=== DATA ROWS ===

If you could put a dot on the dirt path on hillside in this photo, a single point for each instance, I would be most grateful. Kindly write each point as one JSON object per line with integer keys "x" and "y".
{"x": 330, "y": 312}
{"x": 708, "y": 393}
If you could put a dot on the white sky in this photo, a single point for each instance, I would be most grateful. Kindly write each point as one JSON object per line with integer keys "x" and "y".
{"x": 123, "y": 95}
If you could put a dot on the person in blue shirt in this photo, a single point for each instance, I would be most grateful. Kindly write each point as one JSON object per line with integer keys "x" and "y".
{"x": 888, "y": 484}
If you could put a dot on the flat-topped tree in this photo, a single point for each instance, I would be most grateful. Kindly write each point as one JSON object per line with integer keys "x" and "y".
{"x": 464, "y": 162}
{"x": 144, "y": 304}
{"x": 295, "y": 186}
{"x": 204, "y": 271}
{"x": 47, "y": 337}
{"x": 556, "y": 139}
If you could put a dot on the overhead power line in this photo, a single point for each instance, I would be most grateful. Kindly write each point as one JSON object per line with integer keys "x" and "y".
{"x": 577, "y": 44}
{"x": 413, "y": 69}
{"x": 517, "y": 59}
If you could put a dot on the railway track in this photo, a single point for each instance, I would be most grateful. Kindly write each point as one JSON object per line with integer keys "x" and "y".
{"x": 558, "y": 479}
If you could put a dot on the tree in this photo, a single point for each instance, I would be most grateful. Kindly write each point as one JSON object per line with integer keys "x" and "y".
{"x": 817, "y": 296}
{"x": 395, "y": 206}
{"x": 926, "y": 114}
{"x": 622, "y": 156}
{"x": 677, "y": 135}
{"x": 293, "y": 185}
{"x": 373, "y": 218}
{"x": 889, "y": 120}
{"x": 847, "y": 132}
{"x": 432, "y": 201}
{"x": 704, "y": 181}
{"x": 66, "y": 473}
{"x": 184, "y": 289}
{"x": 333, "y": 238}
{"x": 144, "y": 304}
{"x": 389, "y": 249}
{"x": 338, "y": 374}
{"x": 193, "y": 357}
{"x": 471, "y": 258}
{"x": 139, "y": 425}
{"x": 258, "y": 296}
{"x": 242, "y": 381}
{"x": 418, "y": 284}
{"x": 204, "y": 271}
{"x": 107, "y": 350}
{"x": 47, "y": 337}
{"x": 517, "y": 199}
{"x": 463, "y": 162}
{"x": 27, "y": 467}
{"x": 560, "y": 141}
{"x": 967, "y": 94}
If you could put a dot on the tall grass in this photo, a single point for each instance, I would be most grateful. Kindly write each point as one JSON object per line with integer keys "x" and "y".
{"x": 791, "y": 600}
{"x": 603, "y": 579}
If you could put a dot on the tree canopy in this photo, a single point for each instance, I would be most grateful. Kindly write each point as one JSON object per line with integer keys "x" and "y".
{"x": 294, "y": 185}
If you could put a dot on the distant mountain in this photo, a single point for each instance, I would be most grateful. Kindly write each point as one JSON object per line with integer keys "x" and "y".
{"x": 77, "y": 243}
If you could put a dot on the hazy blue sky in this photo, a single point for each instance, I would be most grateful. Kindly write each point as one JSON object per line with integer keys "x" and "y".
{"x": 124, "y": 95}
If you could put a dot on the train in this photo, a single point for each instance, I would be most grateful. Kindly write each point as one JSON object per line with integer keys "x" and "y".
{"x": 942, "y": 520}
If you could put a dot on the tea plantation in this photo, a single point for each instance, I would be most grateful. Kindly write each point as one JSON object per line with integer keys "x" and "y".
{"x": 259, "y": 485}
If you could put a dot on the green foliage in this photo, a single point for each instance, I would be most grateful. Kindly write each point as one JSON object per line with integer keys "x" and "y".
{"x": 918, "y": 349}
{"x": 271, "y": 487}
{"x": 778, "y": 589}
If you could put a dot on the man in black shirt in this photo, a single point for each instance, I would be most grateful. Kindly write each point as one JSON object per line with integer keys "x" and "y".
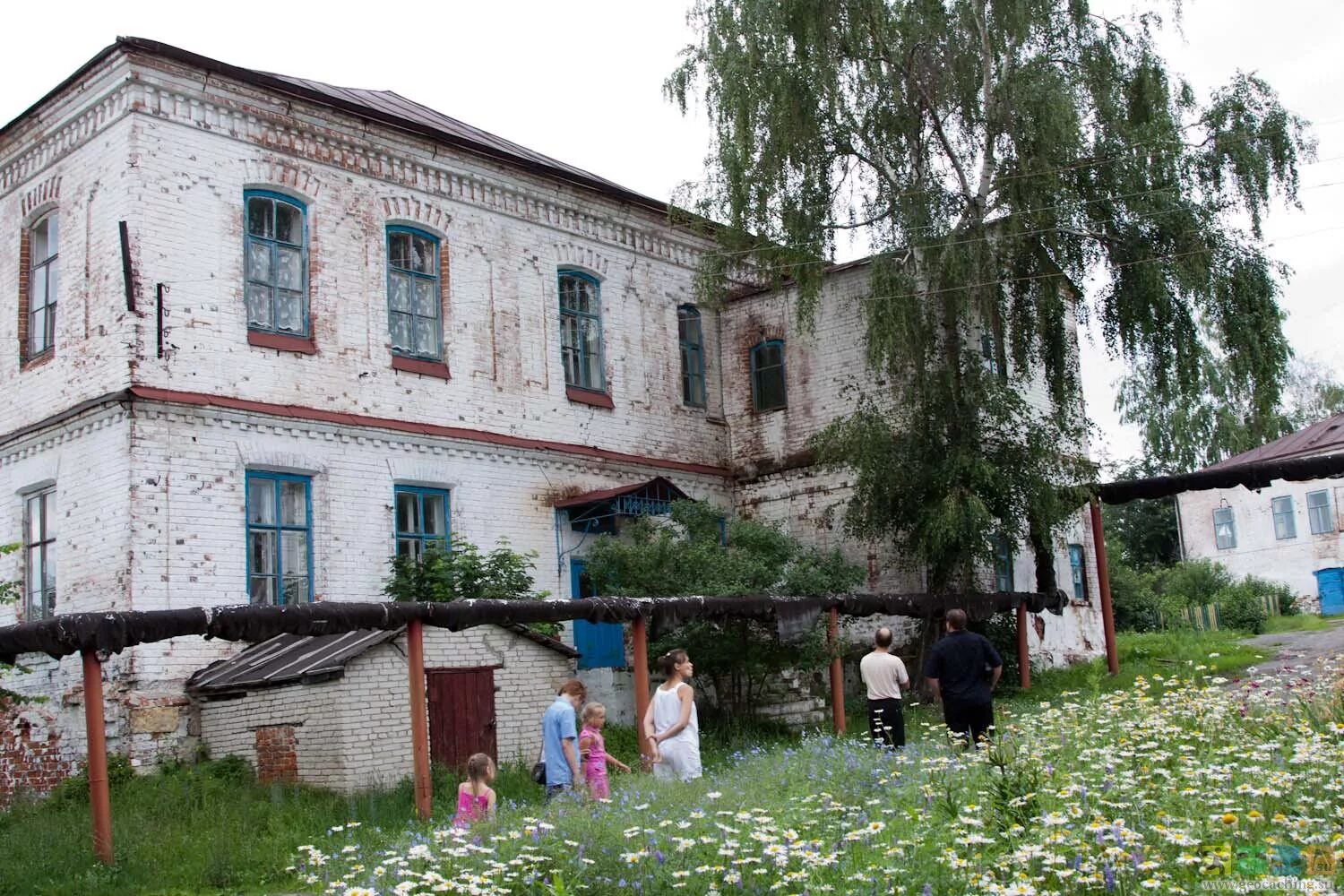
{"x": 957, "y": 672}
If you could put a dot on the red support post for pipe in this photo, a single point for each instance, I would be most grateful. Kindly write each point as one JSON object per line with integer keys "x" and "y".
{"x": 1107, "y": 614}
{"x": 836, "y": 672}
{"x": 1023, "y": 653}
{"x": 99, "y": 801}
{"x": 419, "y": 719}
{"x": 639, "y": 635}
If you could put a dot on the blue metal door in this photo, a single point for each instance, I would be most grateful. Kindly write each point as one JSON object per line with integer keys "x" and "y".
{"x": 601, "y": 643}
{"x": 1330, "y": 583}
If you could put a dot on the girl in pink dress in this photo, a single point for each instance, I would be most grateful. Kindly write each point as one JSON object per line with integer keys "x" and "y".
{"x": 475, "y": 798}
{"x": 593, "y": 751}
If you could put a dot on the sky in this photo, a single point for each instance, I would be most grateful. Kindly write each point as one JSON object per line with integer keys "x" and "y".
{"x": 581, "y": 81}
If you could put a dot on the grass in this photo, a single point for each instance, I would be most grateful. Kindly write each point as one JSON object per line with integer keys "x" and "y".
{"x": 1298, "y": 622}
{"x": 209, "y": 829}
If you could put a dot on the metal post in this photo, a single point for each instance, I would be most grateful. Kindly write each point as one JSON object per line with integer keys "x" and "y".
{"x": 836, "y": 672}
{"x": 1023, "y": 653}
{"x": 639, "y": 634}
{"x": 99, "y": 801}
{"x": 419, "y": 718}
{"x": 1107, "y": 616}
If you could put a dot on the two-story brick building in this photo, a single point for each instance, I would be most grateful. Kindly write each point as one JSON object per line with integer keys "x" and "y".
{"x": 263, "y": 332}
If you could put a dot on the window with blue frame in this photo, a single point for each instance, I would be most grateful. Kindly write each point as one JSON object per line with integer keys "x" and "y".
{"x": 1077, "y": 571}
{"x": 581, "y": 331}
{"x": 1319, "y": 512}
{"x": 414, "y": 301}
{"x": 691, "y": 340}
{"x": 768, "y": 387}
{"x": 1003, "y": 564}
{"x": 421, "y": 520}
{"x": 1225, "y": 528}
{"x": 280, "y": 538}
{"x": 276, "y": 263}
{"x": 1285, "y": 527}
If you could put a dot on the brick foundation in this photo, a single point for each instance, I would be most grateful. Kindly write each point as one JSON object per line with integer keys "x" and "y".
{"x": 277, "y": 756}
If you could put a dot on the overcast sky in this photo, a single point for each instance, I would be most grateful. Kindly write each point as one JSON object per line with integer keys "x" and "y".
{"x": 581, "y": 81}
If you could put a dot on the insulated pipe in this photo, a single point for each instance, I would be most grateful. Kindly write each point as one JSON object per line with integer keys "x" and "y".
{"x": 1107, "y": 616}
{"x": 1023, "y": 653}
{"x": 419, "y": 718}
{"x": 639, "y": 634}
{"x": 836, "y": 672}
{"x": 99, "y": 801}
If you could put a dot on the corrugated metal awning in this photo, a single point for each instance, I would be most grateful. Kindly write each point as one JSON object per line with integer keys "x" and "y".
{"x": 287, "y": 659}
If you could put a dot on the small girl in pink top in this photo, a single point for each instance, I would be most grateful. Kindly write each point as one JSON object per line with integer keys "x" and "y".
{"x": 475, "y": 798}
{"x": 593, "y": 751}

===

** REQUEST **
Starting at the line containing "If you could put a dot on the small" and ending at the last line of the records, write those lines out again with "pink top" swapped for "yellow top" and everything else left as it is.

** COMPLETED TASK **
If you could put a dot on the small girl in yellow top in this photo, a single point for each instance, I would be most grateful. Kindly write each point as one JSON object per line with integer keys "x" and "y".
{"x": 475, "y": 798}
{"x": 593, "y": 751}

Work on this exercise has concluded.